LISTED RECORDS:
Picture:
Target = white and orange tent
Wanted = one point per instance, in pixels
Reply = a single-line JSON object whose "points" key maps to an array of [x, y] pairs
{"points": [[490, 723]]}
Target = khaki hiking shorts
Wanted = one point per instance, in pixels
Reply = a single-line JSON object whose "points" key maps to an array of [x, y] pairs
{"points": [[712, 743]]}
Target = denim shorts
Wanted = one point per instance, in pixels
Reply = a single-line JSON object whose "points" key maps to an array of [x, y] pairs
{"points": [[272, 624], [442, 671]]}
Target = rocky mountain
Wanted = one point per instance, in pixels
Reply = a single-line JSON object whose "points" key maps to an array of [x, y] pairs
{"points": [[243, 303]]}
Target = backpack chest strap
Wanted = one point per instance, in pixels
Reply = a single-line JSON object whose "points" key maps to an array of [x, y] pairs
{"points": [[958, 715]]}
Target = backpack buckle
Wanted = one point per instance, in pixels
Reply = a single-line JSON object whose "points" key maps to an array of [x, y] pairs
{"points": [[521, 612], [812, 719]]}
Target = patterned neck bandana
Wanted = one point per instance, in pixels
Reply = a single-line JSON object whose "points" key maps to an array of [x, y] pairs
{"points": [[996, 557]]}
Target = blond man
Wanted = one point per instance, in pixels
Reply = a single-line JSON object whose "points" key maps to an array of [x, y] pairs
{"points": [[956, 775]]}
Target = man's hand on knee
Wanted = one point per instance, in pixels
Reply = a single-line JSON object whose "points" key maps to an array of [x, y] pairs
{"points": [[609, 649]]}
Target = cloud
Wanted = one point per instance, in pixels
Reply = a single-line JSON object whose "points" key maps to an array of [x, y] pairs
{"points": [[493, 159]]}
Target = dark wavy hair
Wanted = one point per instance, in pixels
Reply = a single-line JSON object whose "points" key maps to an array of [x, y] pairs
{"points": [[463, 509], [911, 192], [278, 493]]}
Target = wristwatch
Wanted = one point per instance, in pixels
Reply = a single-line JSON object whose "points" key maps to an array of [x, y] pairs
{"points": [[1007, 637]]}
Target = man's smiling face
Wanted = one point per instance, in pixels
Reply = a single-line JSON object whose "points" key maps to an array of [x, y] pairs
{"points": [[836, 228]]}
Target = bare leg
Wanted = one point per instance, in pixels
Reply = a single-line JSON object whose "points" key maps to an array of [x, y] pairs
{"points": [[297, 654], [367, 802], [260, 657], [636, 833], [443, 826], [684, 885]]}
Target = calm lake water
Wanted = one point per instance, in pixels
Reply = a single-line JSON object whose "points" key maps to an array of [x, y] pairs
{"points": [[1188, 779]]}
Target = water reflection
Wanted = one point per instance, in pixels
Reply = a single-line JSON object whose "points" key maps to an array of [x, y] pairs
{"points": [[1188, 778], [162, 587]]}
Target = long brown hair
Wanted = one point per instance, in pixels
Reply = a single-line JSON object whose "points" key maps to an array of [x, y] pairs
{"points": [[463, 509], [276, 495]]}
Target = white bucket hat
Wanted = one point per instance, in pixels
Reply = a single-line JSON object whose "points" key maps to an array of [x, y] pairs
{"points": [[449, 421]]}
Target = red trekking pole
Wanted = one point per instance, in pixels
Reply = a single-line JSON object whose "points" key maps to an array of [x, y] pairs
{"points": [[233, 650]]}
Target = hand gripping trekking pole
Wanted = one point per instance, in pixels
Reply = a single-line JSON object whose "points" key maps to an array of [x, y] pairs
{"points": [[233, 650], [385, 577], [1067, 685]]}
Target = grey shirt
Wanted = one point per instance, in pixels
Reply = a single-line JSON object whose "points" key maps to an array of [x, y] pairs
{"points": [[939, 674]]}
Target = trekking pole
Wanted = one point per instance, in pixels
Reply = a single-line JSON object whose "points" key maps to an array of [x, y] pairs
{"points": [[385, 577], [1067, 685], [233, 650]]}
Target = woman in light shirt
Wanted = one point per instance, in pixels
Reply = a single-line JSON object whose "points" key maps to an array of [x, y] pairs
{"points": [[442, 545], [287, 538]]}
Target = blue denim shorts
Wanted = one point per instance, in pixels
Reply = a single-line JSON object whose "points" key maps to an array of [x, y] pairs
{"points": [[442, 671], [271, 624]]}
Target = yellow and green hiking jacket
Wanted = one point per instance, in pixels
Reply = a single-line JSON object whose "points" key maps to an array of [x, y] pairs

PROBLEM TO SOLVE: Convert all of the records above into a numbered list with one line per item, and leave out any blank lines.

SOLUTION TO THIS TASK:
1. Picture:
2. Target = white and orange tent
3. Wanted = one point per instance, in pixels
4. Reply = a single-line JSON object whose "points" key maps to an array of [x, y] pairs
5. {"points": [[490, 723]]}
6. Target = khaki hiking shorts
7. Wanted = one point per instance, in pixels
8. Reply = a single-line JSON object whose "points" key maps to an array of [x, y] pairs
9. {"points": [[712, 743]]}
10. Target = denim shorts
11. Wanted = one point per instance, in pixels
12. Reply = a single-line JSON object whose "points" key maps to an array of [x, y] pairs
13. {"points": [[272, 624], [442, 671]]}
14. Target = rocky mountain
15. Wanted = one point per instance, in pixels
16. Reply = a single-line JSON object whose "points" key maps to an array of [x, y] pairs
17. {"points": [[243, 303]]}
18. Target = backpack chest strap
19. Wanted = one point per instance, in pixels
20. Reply = a single-line JSON object whose "points" key maps to an array of [x, y] pairs
21. {"points": [[958, 715]]}
22. Target = backpack buckle
23. Wanted = one point per instance, in pixels
24. Reply = a single-line JSON object whose "points" key maps to an array of [x, y] pairs
25. {"points": [[521, 612], [812, 719]]}
26. Target = patterned neck bandana
27. Wanted = one point per instance, in pixels
28. Reply = a single-line JSON object whose "points" key maps to an array of [x, y] pairs
29. {"points": [[996, 557]]}
30. Target = blond man
31. Wanted = one point per instance, in pixels
32. Reply = a single-line JSON object whose "points" key maps to an array of [x, y] pairs
33. {"points": [[956, 775]]}
34. Target = man's hand on knee
35. Wanted = one point per instance, in pixels
36. Reply = a single-line JSON object whose "points" key maps to an array of [x, y] pairs
37. {"points": [[609, 649]]}
38. Target = cloud
39. Wanted = one point per instance, in pixels
40. Reply = a single-line JSON object whose "points" key maps to an array of [x, y] pairs
41. {"points": [[493, 159]]}
42. Target = dark wavy hair
43. Wanted = one point per instance, in pixels
44. Reply = a single-line JSON object whose "points" key maps to an array of [x, y] pairs
45. {"points": [[463, 509], [911, 192], [278, 493]]}
46. Target = wristwatch
47. Wanted = one point per instance, in pixels
48. Reply = a single-line JSON object whose "points" key maps to an array of [x, y] pairs
49. {"points": [[1007, 637]]}
50. Target = man's smiling face
51. Wanted = one point per instance, in pixels
52. Reply = a single-line JSON object whose "points" key maps to an array of [x, y] pairs
53. {"points": [[836, 228]]}
54. Target = bare leg
55. Wanted = one point per instance, in pixels
56. Reply = a single-line JSON object whose "points" key maps to an array of [x, y] pairs
57. {"points": [[297, 654], [367, 802], [260, 657], [636, 833], [443, 826], [684, 885]]}
58. Target = calm lake water
59. Wanted = one point per instance, in pixels
60. Reply = a single-line JSON object whose "points" key maps to an array of [x, y] pairs
61. {"points": [[1188, 779]]}
62. Target = water reflection
63. Wanted = one point per instance, in pixels
64. Reply = a single-line JSON object whose "points" key maps to an array of [x, y] pairs
65. {"points": [[1188, 778], [162, 587]]}
66. Target = long brown hair
67. Wanted = one point per instance, in pixels
68. Reply = a single-line JSON object whose "points" key maps to an array of [x, y] pairs
69. {"points": [[463, 509], [276, 495]]}
70. Target = white bucket hat
71. Wanted = one point per instance, in pixels
72. Reply = a single-line JSON object whose "points" key maps to an array of [x, y] pairs
73. {"points": [[449, 421]]}
74. Target = red trekking pole
75. Wanted = one point per instance, in pixels
76. Reply = a single-line JSON object whose "points" key maps to an array of [x, y] pairs
77. {"points": [[233, 650]]}
78. Target = hand gripping trekking pole
79. Wanted = one point per instance, in pixels
80. Reply = a single-line JSON object whose "points" key maps to an array of [x, y] pairs
81. {"points": [[233, 650], [385, 577], [1067, 685]]}
82. Target = grey shirt
83. Wanted = one point per instance, in pixels
84. Reply = a single-line JSON object whose "points" key maps to an array of [x, y] pairs
85. {"points": [[939, 674]]}
86. Target = trekking pole
87. Wanted = one point per instance, in pixels
88. Reply = a single-line JSON object whose "points" key maps to an array of [x, y] pairs
89. {"points": [[385, 577], [1067, 685], [233, 650]]}
90. Target = woman in light shirt
91. Wanted = one point per instance, in pixels
92. Reply = a single-line JSON object whose "points" key maps to an array of [x, y] pairs
93. {"points": [[442, 545], [287, 538]]}
94. Target = blue denim shorts
95. Wanted = one point per instance, in pixels
96. Reply = a single-line JSON object whose "points" key maps to an array of [x, y] pairs
97. {"points": [[442, 671], [271, 624]]}
98. Target = yellow and green hiking jacket
99. Wanted = one point per instance, in pixels
100. Reply = a single-line JSON object whose "points" key maps to an array of [x, y] pairs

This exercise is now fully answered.